(Items listed in a dataset)
────
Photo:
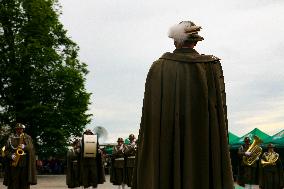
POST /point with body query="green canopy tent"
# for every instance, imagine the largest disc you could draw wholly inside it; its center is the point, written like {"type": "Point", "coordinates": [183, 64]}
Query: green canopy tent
{"type": "Point", "coordinates": [232, 137]}
{"type": "Point", "coordinates": [238, 142]}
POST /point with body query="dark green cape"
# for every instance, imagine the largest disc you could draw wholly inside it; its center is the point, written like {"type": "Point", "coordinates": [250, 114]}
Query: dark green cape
{"type": "Point", "coordinates": [183, 137]}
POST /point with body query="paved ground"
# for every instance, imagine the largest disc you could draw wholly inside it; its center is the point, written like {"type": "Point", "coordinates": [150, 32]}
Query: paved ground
{"type": "Point", "coordinates": [59, 182]}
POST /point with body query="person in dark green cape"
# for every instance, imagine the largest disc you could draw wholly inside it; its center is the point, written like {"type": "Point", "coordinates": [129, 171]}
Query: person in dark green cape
{"type": "Point", "coordinates": [73, 167]}
{"type": "Point", "coordinates": [130, 151]}
{"type": "Point", "coordinates": [117, 176]}
{"type": "Point", "coordinates": [91, 168]}
{"type": "Point", "coordinates": [21, 162]}
{"type": "Point", "coordinates": [183, 137]}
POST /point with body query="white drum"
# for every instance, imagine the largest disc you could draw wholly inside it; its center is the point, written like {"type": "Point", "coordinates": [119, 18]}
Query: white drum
{"type": "Point", "coordinates": [90, 146]}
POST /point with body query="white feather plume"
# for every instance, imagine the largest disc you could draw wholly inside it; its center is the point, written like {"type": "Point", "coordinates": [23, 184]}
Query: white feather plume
{"type": "Point", "coordinates": [180, 32]}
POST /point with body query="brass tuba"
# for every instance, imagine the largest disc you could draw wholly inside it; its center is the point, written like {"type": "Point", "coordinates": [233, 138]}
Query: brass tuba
{"type": "Point", "coordinates": [255, 150]}
{"type": "Point", "coordinates": [270, 159]}
{"type": "Point", "coordinates": [19, 151]}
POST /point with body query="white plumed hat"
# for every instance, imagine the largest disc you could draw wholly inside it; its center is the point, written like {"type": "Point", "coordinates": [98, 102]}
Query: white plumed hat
{"type": "Point", "coordinates": [185, 31]}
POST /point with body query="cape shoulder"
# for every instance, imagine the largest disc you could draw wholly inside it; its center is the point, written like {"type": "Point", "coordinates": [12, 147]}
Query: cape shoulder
{"type": "Point", "coordinates": [189, 57]}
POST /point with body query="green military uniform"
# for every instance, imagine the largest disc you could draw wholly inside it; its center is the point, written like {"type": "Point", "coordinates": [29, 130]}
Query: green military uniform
{"type": "Point", "coordinates": [118, 165]}
{"type": "Point", "coordinates": [73, 168]}
{"type": "Point", "coordinates": [183, 137]}
{"type": "Point", "coordinates": [24, 174]}
{"type": "Point", "coordinates": [130, 152]}
{"type": "Point", "coordinates": [91, 170]}
{"type": "Point", "coordinates": [271, 175]}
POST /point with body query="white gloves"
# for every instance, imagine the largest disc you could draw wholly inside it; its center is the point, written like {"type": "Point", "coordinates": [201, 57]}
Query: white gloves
{"type": "Point", "coordinates": [247, 153]}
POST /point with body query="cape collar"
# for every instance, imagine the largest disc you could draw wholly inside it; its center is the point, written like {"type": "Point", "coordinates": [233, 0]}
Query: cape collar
{"type": "Point", "coordinates": [188, 55]}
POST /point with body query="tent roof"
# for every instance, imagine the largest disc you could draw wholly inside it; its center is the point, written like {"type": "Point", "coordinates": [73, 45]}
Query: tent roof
{"type": "Point", "coordinates": [251, 134]}
{"type": "Point", "coordinates": [232, 137]}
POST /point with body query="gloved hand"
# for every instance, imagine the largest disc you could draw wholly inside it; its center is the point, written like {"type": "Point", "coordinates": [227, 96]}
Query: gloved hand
{"type": "Point", "coordinates": [247, 153]}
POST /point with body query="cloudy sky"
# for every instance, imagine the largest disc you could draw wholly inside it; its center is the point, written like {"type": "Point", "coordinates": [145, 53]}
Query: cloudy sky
{"type": "Point", "coordinates": [119, 40]}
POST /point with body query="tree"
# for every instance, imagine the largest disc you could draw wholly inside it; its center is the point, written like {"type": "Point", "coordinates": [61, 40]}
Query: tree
{"type": "Point", "coordinates": [42, 80]}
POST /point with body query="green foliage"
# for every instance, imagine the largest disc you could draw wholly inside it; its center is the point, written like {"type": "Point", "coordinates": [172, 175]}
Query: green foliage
{"type": "Point", "coordinates": [41, 78]}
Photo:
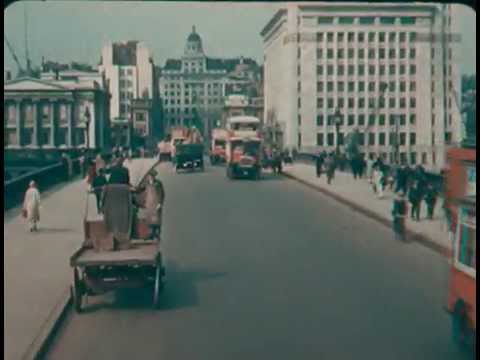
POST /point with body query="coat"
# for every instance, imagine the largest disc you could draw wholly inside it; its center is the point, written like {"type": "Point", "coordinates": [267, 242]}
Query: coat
{"type": "Point", "coordinates": [31, 204]}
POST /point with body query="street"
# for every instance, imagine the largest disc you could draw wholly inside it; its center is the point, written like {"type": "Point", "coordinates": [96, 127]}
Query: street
{"type": "Point", "coordinates": [270, 270]}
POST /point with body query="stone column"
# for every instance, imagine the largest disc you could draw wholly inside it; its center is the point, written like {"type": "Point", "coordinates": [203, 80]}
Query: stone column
{"type": "Point", "coordinates": [18, 121]}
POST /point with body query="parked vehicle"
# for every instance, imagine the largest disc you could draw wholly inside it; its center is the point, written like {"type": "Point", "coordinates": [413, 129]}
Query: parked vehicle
{"type": "Point", "coordinates": [96, 271]}
{"type": "Point", "coordinates": [461, 204]}
{"type": "Point", "coordinates": [218, 145]}
{"type": "Point", "coordinates": [244, 147]}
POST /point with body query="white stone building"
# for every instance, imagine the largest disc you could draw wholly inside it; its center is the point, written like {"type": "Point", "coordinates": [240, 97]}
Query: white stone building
{"type": "Point", "coordinates": [193, 88]}
{"type": "Point", "coordinates": [320, 57]}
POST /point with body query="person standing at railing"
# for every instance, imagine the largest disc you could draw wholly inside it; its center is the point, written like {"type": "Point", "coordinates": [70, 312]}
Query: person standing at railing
{"type": "Point", "coordinates": [31, 206]}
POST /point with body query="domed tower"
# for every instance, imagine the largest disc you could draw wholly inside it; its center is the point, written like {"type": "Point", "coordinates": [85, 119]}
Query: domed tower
{"type": "Point", "coordinates": [194, 47]}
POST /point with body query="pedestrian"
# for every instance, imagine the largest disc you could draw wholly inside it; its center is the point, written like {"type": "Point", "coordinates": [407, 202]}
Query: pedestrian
{"type": "Point", "coordinates": [330, 167]}
{"type": "Point", "coordinates": [369, 168]}
{"type": "Point", "coordinates": [415, 199]}
{"type": "Point", "coordinates": [31, 206]}
{"type": "Point", "coordinates": [319, 164]}
{"type": "Point", "coordinates": [399, 213]}
{"type": "Point", "coordinates": [430, 200]}
{"type": "Point", "coordinates": [98, 185]}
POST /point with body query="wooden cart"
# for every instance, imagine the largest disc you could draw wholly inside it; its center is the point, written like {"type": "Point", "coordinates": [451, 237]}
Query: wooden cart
{"type": "Point", "coordinates": [97, 272]}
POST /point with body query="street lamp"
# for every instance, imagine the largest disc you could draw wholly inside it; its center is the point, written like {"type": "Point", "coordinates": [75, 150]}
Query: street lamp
{"type": "Point", "coordinates": [337, 119]}
{"type": "Point", "coordinates": [87, 125]}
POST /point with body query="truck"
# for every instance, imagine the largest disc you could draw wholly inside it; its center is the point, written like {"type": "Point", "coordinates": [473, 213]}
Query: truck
{"type": "Point", "coordinates": [218, 145]}
{"type": "Point", "coordinates": [244, 147]}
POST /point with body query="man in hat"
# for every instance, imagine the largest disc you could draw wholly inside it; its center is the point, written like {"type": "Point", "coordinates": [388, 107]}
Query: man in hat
{"type": "Point", "coordinates": [399, 213]}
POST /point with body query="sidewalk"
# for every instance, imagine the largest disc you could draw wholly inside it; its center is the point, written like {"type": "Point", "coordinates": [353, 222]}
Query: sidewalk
{"type": "Point", "coordinates": [358, 195]}
{"type": "Point", "coordinates": [37, 271]}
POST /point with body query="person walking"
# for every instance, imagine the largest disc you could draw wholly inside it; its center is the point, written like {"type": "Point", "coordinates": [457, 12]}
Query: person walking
{"type": "Point", "coordinates": [330, 167]}
{"type": "Point", "coordinates": [430, 200]}
{"type": "Point", "coordinates": [319, 160]}
{"type": "Point", "coordinates": [98, 185]}
{"type": "Point", "coordinates": [399, 213]}
{"type": "Point", "coordinates": [415, 199]}
{"type": "Point", "coordinates": [31, 206]}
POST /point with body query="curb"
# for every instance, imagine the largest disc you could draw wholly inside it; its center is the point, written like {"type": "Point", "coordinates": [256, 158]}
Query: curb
{"type": "Point", "coordinates": [39, 345]}
{"type": "Point", "coordinates": [412, 235]}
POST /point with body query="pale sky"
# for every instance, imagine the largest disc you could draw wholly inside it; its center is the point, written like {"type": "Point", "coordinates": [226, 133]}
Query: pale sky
{"type": "Point", "coordinates": [66, 31]}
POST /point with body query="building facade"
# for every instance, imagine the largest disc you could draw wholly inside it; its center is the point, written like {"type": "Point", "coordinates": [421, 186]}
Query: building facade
{"type": "Point", "coordinates": [62, 115]}
{"type": "Point", "coordinates": [382, 68]}
{"type": "Point", "coordinates": [130, 72]}
{"type": "Point", "coordinates": [193, 88]}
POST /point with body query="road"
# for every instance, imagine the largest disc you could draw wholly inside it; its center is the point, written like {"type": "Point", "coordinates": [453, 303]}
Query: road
{"type": "Point", "coordinates": [271, 270]}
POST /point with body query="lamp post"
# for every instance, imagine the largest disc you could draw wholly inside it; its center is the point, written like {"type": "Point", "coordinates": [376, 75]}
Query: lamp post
{"type": "Point", "coordinates": [337, 118]}
{"type": "Point", "coordinates": [87, 125]}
────
■ WHAT TO PRODUCE ■
All lines from the one containing "Query: road" through the end of the records, both ends included, are to be quoted exactly; please add nothing else.

■ SOLUTION FOR THIS PROBLEM ■
Query: road
{"type": "Point", "coordinates": [271, 270]}
POST /point with body query="lamp post"
# for every instance, imagine the largest disc you could draw wholly inside it; its center is the point, written like {"type": "Point", "coordinates": [376, 75]}
Query: lamp post
{"type": "Point", "coordinates": [337, 118]}
{"type": "Point", "coordinates": [87, 125]}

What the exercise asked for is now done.